Dataset records
··········

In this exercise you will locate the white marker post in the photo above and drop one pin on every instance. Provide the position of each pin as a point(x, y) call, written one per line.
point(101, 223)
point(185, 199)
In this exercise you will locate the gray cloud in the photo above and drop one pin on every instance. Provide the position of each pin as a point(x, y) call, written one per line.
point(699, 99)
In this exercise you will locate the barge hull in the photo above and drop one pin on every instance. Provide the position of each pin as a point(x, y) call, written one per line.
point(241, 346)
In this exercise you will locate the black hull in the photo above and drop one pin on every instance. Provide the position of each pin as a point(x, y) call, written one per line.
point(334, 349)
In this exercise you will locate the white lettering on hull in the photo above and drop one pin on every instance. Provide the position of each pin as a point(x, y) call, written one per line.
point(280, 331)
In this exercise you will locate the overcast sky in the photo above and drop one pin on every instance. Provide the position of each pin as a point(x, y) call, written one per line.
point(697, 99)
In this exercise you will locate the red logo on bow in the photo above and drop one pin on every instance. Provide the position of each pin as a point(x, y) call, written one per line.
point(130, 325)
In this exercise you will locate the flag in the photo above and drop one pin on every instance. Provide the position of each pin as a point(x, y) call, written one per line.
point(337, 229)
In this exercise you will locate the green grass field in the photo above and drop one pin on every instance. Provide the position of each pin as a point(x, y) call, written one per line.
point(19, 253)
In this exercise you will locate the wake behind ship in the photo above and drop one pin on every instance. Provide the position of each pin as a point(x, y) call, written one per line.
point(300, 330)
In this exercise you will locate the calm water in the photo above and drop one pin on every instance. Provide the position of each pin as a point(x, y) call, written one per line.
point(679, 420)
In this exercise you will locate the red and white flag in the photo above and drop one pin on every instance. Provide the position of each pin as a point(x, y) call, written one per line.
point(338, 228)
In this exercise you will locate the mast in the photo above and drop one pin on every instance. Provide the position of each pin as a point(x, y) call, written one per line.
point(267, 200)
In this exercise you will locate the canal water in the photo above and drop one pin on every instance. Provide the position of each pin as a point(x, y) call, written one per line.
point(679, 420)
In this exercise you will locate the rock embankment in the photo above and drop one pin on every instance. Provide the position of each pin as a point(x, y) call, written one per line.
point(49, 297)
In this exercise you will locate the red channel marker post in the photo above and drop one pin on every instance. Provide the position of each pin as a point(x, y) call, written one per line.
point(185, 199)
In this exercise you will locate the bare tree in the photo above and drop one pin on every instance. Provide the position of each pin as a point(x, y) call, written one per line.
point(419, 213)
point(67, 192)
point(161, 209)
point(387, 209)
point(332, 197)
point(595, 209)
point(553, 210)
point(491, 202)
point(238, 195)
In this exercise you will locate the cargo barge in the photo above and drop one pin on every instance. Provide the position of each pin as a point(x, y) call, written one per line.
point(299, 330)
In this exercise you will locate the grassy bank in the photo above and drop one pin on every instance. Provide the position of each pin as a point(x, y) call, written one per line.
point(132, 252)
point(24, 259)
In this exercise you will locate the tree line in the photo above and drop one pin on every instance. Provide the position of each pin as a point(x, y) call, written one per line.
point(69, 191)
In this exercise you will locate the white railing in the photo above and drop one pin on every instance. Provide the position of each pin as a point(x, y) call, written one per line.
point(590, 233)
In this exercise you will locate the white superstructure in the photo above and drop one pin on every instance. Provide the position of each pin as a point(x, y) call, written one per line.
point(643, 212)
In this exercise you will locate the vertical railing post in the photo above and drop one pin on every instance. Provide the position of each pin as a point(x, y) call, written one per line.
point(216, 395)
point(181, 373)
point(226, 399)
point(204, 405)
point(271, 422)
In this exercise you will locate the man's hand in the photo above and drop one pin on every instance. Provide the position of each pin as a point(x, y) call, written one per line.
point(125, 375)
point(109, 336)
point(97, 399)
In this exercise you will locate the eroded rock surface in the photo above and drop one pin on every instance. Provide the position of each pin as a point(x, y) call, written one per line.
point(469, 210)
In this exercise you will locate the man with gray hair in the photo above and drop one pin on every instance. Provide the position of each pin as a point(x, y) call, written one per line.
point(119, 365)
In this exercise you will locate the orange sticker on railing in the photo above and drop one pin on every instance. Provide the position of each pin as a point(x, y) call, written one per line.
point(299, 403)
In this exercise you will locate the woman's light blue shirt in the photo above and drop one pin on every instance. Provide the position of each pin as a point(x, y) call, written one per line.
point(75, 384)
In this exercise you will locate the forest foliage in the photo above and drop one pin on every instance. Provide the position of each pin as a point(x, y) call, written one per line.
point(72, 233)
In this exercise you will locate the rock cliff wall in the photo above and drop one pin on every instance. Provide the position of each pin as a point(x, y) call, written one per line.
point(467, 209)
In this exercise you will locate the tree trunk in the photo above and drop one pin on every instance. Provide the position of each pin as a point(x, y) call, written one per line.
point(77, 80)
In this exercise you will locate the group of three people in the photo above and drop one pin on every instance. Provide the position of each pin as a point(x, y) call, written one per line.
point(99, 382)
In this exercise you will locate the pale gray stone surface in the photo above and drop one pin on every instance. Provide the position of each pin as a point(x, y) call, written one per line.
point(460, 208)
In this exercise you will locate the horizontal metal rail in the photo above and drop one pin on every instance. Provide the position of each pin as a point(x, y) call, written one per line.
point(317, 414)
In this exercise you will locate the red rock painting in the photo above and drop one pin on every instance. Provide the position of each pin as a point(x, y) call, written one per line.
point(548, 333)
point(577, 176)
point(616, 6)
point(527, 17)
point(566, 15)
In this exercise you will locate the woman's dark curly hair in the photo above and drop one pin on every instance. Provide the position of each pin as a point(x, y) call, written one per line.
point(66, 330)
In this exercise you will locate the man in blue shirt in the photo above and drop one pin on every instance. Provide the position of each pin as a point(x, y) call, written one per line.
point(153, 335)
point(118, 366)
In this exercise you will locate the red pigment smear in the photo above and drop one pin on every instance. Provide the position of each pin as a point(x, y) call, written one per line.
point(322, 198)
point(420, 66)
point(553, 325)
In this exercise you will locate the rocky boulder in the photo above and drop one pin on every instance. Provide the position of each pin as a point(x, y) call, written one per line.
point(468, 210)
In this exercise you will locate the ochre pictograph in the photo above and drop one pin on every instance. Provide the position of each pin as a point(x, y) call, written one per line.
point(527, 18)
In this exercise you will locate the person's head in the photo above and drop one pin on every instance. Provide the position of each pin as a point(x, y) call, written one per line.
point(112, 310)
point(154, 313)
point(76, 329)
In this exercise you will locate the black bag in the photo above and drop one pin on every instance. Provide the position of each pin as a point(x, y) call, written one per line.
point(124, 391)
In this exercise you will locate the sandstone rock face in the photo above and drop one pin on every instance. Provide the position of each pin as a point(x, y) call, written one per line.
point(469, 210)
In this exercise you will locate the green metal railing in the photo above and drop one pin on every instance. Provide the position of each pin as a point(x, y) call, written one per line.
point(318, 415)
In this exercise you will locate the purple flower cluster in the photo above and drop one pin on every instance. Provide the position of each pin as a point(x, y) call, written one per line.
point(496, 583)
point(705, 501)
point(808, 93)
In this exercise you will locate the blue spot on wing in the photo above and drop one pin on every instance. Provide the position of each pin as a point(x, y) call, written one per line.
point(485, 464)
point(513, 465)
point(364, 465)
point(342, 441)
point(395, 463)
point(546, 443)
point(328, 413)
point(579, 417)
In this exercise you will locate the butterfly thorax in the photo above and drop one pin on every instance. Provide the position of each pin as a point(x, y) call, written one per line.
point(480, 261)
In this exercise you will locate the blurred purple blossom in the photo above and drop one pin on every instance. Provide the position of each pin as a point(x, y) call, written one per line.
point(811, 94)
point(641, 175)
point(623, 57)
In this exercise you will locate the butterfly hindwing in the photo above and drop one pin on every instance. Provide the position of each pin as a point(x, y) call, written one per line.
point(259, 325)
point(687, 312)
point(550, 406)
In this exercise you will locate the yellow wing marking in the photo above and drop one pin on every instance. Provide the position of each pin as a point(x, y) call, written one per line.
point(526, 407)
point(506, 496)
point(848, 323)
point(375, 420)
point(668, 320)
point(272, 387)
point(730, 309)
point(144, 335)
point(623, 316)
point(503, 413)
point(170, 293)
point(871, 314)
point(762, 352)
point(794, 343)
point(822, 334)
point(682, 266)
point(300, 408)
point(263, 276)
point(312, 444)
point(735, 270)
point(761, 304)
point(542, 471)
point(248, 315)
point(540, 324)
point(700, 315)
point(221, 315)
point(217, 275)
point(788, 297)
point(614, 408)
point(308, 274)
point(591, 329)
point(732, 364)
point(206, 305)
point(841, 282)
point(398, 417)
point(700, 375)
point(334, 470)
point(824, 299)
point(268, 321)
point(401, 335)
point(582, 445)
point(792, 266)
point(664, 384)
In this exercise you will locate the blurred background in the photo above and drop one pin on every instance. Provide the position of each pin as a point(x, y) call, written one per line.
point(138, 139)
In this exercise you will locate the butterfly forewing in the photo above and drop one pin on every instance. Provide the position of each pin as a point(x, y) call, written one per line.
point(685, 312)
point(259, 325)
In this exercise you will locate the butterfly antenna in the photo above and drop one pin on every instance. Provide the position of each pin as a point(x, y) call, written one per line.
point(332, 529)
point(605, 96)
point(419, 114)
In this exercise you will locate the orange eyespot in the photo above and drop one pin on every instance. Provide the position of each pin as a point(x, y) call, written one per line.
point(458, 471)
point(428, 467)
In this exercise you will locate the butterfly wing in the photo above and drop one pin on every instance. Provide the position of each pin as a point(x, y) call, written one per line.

··········

What this task involves:
Copy out the lines above word for word, starting at the line that contains "In this exercise you will locate the butterfly forewing" and ending at the line that contains "point(419, 114)". Include both of those lines.

Finished answer:
In this exercise you will locate the butterfly forewing in the photo above and drop one pin on every instance. Provide the position of each pin as a point(x, y) call, written one per line.
point(685, 312)
point(259, 325)
In this exercise you will locate the butterfly antenna in the photo above and drop one pin on every instance. Provide the position of each pin as a point(x, y) call, written one per line.
point(332, 529)
point(605, 96)
point(419, 114)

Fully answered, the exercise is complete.